* **DOCUMENT SEGMENT**

-.-.-

Mankato Area Public Schools facing $9 million deficit amid budget planning | Local News

MANKATO — Mankato Area Public Schools is expecting a $9 million deficit by the end of this fiscal year, the board heard during a work session Wednesday evening.

The number comes from the district’s efforts to bounce back from COVID-19 and lower-than-expected enrollment numbers.

Last year, the school board approved taking $6.6 million from the district’s savings to account for its spending being higher than its revenue, something Supt. Paul Peterson previously told the Free Press it was a one-time decision to help recover from the pandemic.

October 1 enrollment numbers showed 261 fewer students than the district was expecting, which resulted in an additional almost $3.4 million less in revenue for the district this fiscal year.

With a trifecta in the state government, the district is now planning for a trifecta of scenarios of their own to make ends meet as they plan the next budget, Director of Business Services Amanda Heilman said.

First, the district will need to make budget adjustments to find $9 million for FY 24.

Second, the district is hoping the Legislature will fully fund the education formula and special education.

The district is also likely looking at going to voters with referendums this fall.

“Those three things are really critical to the district as far as moving forward and creating that financial capability for ourselves in FY 24 and beyond,” Heilman said.

-.-.-

* **WHAT NEEDS TO BE DONE**
Continue the news article on the Mankato Area Public Schools budget deficit, starting right after its final quote from Amanda Heilman.

-.-.-

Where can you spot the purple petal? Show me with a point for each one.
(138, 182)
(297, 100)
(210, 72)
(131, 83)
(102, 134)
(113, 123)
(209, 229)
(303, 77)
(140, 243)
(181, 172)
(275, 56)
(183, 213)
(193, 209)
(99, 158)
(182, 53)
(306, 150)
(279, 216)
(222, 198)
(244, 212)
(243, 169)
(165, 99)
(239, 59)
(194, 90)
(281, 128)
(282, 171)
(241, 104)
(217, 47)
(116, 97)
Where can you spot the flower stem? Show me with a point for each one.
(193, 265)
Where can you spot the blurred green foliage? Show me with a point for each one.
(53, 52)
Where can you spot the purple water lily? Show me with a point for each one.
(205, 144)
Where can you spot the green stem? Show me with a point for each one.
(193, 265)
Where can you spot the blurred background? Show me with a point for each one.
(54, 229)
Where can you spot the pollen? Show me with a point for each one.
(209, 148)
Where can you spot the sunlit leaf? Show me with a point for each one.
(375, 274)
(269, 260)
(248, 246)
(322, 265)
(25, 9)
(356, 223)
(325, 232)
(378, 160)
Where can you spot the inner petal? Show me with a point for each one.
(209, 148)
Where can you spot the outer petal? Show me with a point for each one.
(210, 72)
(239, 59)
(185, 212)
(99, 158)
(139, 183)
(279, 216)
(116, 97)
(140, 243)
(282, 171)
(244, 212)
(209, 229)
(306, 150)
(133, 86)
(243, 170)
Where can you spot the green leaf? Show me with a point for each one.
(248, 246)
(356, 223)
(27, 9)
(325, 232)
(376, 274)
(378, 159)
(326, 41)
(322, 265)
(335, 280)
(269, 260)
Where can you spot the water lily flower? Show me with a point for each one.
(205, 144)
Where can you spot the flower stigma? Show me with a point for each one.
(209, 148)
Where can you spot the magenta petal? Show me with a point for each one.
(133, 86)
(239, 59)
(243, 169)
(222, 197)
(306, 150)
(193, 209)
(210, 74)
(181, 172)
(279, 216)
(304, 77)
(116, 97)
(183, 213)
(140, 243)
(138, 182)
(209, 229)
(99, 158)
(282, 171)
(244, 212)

-.-.-

* **TASK RESPONSE**
Wednesday evening, the board began conversations on what they were not willing to negotiate on, including mental health support for students and staff on the list.

The budget has a while to go before a preliminary version is presented to the board in June; a design team composed of administrators and an input team with internal and external stakeholders will also take a close look at the numbers and how they can meet their goal.

Chair Shannon Sinning said he wants the board and all teams involved to be creative in planning.

“We really encouraged them to be bold with the options and creative. And sometimes the most creative and bold thing that would serve as the best option ten years from now might not be the best option now.

“So to think about it, give us every option with the price tags generally attached, and then as a board we really want to go through and be creative and strategic,” he said.